↓↓↓

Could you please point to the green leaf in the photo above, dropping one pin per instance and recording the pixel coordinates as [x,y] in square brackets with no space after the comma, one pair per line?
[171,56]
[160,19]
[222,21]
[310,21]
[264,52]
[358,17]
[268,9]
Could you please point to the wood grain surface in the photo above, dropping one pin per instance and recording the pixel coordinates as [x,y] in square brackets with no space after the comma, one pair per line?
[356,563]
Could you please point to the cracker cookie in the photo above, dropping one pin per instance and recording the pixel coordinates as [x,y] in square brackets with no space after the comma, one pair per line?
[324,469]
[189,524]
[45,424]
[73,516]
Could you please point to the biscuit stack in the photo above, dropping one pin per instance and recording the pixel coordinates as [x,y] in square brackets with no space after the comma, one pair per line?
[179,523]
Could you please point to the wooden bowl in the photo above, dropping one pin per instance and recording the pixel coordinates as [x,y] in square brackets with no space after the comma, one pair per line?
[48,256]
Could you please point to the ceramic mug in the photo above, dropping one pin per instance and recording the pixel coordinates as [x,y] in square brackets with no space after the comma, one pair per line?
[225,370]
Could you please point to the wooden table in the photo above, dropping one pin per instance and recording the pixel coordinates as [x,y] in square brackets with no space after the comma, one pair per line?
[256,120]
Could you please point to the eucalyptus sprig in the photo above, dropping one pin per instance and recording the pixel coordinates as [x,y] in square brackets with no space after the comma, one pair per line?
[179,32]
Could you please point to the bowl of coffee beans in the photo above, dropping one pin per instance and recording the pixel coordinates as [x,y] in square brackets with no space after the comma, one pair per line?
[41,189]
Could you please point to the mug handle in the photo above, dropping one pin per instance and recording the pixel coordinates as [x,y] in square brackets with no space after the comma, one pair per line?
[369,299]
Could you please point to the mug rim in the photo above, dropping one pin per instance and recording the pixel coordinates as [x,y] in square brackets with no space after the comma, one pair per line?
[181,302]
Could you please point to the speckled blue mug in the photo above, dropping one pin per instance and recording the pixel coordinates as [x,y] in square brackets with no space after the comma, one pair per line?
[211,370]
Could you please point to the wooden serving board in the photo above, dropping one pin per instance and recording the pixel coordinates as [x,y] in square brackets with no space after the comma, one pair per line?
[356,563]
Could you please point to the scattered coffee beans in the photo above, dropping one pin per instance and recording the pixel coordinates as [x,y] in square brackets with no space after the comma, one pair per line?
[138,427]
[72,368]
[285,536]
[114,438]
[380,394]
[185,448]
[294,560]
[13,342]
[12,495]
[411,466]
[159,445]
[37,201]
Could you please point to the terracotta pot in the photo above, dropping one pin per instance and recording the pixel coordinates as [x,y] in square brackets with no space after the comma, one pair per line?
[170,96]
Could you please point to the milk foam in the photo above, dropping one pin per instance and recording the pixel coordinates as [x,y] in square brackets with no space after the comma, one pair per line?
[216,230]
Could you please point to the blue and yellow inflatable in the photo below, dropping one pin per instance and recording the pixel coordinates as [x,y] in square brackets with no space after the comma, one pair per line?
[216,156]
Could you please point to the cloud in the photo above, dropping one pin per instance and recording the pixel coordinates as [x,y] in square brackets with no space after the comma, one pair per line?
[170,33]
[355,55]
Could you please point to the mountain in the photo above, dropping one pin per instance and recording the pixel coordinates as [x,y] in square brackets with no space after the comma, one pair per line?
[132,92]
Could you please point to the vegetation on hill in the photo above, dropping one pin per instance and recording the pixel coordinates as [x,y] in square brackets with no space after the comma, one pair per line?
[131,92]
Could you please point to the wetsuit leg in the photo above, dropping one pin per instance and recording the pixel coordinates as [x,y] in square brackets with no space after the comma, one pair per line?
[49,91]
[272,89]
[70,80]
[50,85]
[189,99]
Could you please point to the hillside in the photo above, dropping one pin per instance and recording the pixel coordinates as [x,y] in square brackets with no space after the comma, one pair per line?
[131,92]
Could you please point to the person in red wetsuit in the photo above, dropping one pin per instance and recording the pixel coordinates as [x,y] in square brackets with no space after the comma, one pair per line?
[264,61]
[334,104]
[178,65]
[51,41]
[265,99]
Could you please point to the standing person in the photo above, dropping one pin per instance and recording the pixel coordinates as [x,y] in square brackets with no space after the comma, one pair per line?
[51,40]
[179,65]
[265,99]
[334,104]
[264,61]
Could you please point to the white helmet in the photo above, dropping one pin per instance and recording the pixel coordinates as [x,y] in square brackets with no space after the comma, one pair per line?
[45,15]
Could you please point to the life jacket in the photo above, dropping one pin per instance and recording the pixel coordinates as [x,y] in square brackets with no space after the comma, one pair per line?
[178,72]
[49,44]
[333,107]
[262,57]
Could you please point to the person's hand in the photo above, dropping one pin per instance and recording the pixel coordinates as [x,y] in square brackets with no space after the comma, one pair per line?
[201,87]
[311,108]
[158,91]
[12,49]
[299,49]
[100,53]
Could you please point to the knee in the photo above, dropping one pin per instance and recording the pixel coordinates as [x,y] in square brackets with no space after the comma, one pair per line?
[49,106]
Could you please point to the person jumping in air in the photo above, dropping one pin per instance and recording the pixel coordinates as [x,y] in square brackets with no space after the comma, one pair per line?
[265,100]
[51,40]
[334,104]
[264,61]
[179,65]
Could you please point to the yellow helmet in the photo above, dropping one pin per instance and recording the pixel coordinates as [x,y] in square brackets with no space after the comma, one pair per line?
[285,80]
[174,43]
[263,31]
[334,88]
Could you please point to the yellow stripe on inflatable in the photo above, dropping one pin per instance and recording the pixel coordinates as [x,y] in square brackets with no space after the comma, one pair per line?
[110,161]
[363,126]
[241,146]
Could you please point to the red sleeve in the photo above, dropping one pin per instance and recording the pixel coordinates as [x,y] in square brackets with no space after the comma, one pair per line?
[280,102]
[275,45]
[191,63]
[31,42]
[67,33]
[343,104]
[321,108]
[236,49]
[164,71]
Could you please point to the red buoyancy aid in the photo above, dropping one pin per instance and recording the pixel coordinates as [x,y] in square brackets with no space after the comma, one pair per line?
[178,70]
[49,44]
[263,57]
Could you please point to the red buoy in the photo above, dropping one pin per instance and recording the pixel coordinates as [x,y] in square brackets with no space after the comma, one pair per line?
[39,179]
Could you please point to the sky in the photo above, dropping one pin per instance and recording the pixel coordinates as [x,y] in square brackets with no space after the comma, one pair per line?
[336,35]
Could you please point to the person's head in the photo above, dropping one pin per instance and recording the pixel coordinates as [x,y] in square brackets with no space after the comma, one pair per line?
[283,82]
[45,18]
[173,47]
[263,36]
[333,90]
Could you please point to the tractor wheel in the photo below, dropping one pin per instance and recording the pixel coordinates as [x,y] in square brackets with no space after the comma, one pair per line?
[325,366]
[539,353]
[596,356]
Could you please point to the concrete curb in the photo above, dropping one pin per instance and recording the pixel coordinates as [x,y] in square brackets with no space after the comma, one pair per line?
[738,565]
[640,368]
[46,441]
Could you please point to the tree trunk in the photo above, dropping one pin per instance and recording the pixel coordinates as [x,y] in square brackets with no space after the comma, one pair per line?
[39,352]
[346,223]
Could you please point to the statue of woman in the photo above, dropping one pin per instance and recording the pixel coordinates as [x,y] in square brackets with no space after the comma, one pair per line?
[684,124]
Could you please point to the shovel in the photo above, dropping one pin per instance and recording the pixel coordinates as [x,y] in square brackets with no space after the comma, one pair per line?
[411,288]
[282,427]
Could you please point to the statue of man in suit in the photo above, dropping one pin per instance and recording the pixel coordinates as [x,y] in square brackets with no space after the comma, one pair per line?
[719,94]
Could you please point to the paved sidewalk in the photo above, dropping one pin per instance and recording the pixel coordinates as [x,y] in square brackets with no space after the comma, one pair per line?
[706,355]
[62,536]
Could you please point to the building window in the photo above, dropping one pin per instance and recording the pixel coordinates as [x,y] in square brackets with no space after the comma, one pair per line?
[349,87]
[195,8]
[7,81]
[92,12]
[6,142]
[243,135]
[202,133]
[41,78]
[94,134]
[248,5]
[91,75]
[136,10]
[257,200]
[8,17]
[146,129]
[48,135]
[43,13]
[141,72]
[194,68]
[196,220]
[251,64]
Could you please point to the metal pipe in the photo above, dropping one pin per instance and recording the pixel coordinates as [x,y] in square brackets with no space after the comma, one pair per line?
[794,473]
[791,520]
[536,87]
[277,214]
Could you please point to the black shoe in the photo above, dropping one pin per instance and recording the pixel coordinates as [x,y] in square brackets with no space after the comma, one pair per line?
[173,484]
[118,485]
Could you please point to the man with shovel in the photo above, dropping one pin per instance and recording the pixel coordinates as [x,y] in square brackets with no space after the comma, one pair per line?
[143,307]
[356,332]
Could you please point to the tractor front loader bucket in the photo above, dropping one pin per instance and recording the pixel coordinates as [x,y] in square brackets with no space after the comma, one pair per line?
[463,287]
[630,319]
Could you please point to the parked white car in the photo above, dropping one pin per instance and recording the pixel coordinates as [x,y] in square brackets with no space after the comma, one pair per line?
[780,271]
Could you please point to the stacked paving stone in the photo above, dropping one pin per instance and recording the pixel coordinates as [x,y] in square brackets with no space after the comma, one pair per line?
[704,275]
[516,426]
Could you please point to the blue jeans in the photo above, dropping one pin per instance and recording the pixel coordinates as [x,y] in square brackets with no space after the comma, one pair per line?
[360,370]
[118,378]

↑↑↑

» **Exercise instructions**
Rewrite the material from the line with "Could you please point to the man" through the end of the material, changing "blue jeans" to "denim jeans" and leaving everything else unchanged. Give only those lines.

» **Answer to the problem**
Could you please point to the man with shovel in the photo above, dropping one pin per instance and recording the pixel coordinates as [x,y] in square brackets with no space after the comma, one pair per line?
[143,307]
[356,332]
Could you please point to the tractor front loader bucket in the photo above, dropping one pin per instance and recording the pixel coordinates as [x,y] in square brackets with no space after the comma, one pair per line?
[463,287]
[630,319]
Could you please point to the parked white car in the photo above, dropping one pin per instance and recording the pixel coordinates as [x,y] in square brackets with no space after the comma, one pair per line?
[780,271]
Could you please point to the stacked paving stone in the photo above, dropping one pin per instance and recording the pixel coordinates as [x,y] in square brackets with no space after the comma, one pair per line?
[704,275]
[516,426]
Could you please point to the denim jeans in the photo above, dropping one pin per instance and recording the pixel coordinates as [x,y] in square brackets with no space after the comma, one pair per line?
[360,370]
[118,378]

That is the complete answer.